Exercise passage:
((

The NAA is governed by the NAA Board of Directors, a nationwide organization which consists of Wildcat alumni leaders who represent Northwestern alumni from every undergraduate, graduate, and professional school at the University. The current president of the NAA is Kathryn Mlsna, who serves as the principal executive officer of the Association. Mlsna also directs the duties of the other officers, chairs the executive committee, and serves as an ex-officio member of all standing committees of the Association.

The NAA also has nine standing and ad hoc committees. These committees seek to connect fellow Northwestern alumni and to contribute to the larger goals of the NAA. Standing committees focus on areas of annual giving, board membership and volunteer development, career and networking, clubs, engagement, global connection, and leadership development and education. Two ad hoc committees, the Long Range Planning Ad Hoc Committee and the Mentoring Ad Hoc Committee, also support the NAA.

The NAA's Alumni Regents are ex-officio directors of the NAA and act as ambassadors of the University for their own geographic regions. These Alumni Regents are appointed by the University president and, as such, communicate the policies and directions of Northwestern as explained by the president, represent the president at events or inaugurations in their region, and act in an advisory capacity to NU Clubs.

Today, the NAA serves an alumni base of approximately 200,000 Wildcats through a wide variety of events and programs and seeks to help Northwestern alumni strengthen their relationship with the University and fellow Wildcats.

==Traditions==
Since the founding of the NAA, the organization has worked to strengthen and celebrate the unique bond between the University and its alumni. The NAA works to show the spirit of this unique bond in some of its oldest traditions.

===Alumni Awards===
The NAA, for more than eight decades, has carried on the tradition of honoring alumni who have distinguished themselves with outstanding professional and personal achievements and those who have loyally dedicated their time and service to Northwestern. These individuals are recognized for their accomplishments each year.

Awards are given to alumni for a wide variety of reasons. The Alumni Medal, the highest award granted by the NAA, “is given to an alumnus/a who combines superior professional distinction and/or exemplary volunteer service to society with an outstanding record of service to the University.” Awards also recognize loyal service rendered voluntarily to the University, alumni who have distinguished themselves in professions or fields of endeavor in ways that reflect credit on Northwestern, voluntary efforts of alumni which contribute to the improvement of society, and alumni who have made significant impacts on their professions or communities since graduation.

))

Required action A: List the areas that the NAA's standing committees focus on, according to the passage about the NAA.
Required action B: Write out the portion of the passage about the NAA that begins with the words "Awards are given" and ends with "communities since graduation.".

Supplied information:
((

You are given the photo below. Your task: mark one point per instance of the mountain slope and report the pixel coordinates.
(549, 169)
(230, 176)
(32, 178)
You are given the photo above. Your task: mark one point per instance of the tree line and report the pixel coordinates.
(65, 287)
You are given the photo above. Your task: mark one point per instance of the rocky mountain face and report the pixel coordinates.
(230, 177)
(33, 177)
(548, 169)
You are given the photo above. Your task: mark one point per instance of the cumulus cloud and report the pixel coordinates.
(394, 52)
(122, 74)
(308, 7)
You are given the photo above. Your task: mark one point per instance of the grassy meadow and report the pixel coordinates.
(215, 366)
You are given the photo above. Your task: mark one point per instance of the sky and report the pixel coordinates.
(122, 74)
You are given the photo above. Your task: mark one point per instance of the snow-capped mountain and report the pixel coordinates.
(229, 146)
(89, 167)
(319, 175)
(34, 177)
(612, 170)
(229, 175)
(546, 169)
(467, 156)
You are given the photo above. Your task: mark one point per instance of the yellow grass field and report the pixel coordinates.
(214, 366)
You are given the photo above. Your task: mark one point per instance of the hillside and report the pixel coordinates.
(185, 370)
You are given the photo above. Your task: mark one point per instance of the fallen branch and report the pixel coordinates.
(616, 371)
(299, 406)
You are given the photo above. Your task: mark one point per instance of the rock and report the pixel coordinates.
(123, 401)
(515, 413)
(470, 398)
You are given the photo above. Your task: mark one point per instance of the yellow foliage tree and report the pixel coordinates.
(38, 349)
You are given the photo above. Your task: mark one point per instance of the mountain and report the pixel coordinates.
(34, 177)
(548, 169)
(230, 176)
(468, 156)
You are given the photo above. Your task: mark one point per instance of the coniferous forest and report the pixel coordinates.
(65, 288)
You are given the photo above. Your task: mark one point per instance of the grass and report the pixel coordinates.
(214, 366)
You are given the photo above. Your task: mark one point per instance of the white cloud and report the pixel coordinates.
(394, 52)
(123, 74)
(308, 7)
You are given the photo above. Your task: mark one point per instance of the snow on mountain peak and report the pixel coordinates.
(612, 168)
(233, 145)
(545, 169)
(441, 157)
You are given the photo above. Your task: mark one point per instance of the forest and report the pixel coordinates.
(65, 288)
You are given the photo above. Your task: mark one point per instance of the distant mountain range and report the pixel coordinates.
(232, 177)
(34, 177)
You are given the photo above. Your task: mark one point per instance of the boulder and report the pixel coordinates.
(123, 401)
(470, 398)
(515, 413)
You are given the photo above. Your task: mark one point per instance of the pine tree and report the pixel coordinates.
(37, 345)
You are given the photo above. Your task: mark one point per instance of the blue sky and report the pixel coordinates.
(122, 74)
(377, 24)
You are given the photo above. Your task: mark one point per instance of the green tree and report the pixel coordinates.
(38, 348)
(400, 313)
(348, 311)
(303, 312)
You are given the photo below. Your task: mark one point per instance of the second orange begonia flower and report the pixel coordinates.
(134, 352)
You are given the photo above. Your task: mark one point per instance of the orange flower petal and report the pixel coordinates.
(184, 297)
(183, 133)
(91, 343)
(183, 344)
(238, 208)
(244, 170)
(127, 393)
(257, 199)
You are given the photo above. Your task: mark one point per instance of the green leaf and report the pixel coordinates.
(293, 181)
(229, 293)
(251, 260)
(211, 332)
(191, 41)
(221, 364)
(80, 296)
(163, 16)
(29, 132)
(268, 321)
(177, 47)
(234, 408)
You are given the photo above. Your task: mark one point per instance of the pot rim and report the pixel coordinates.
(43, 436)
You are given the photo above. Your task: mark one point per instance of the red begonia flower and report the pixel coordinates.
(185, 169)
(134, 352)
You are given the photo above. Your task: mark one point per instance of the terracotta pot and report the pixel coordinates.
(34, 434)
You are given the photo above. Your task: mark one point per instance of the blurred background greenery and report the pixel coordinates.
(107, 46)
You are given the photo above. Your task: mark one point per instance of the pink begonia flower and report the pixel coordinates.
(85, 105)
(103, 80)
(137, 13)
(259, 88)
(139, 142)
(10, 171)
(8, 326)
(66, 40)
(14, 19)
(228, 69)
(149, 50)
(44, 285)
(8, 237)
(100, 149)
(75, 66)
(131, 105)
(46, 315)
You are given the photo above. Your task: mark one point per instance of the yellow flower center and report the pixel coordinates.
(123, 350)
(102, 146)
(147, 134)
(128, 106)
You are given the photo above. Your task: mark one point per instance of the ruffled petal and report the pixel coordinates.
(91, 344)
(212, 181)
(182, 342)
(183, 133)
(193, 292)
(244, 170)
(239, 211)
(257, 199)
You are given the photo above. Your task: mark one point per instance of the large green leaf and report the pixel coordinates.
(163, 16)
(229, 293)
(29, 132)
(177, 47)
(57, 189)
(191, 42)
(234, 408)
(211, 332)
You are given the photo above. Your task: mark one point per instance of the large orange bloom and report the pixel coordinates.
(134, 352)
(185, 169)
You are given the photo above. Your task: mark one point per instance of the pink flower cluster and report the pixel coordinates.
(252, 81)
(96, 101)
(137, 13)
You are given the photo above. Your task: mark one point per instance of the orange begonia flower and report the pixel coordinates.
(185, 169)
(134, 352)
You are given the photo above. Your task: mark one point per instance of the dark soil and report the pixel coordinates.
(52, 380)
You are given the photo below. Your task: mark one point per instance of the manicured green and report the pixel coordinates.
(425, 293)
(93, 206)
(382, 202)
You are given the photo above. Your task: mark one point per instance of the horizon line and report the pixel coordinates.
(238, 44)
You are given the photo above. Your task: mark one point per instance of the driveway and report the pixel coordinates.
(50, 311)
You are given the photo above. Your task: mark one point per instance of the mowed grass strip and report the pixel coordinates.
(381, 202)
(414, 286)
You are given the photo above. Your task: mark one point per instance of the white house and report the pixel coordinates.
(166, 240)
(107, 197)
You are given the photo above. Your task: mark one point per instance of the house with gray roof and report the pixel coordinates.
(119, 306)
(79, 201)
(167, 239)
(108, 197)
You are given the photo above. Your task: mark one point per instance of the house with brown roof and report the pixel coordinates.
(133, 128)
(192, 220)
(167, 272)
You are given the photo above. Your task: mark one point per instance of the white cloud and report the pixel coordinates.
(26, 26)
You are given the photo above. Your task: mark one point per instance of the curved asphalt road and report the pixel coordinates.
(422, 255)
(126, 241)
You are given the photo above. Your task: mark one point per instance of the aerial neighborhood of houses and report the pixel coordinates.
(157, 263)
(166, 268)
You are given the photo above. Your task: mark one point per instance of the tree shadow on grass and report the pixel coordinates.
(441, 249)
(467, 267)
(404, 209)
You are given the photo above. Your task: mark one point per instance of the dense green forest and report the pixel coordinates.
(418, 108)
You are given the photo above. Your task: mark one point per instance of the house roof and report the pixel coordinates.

))

Task answer A:
- annual giving
- board membership and volunteer development
- career and networking
- clubs
- engagement
- global connection
- leadership development and education

Task answer B:
Awards are given to alumni for a wide variety of reasons. The Alumni Medal, the highest award granted by the NAA, “is given to an alumnus/a who combines superior professional distinction and/or exemplary volunteer service to society with an outstanding record of service to the University.” Awards also recognize loyal service rendered voluntarily to the University, alumni who have distinguished themselves in professions or fields of endeavor in ways that reflect credit on Northwestern, voluntary efforts of alumni which contribute to the improvement of society, and alumni who have made significant impacts on their professions or communities since graduation.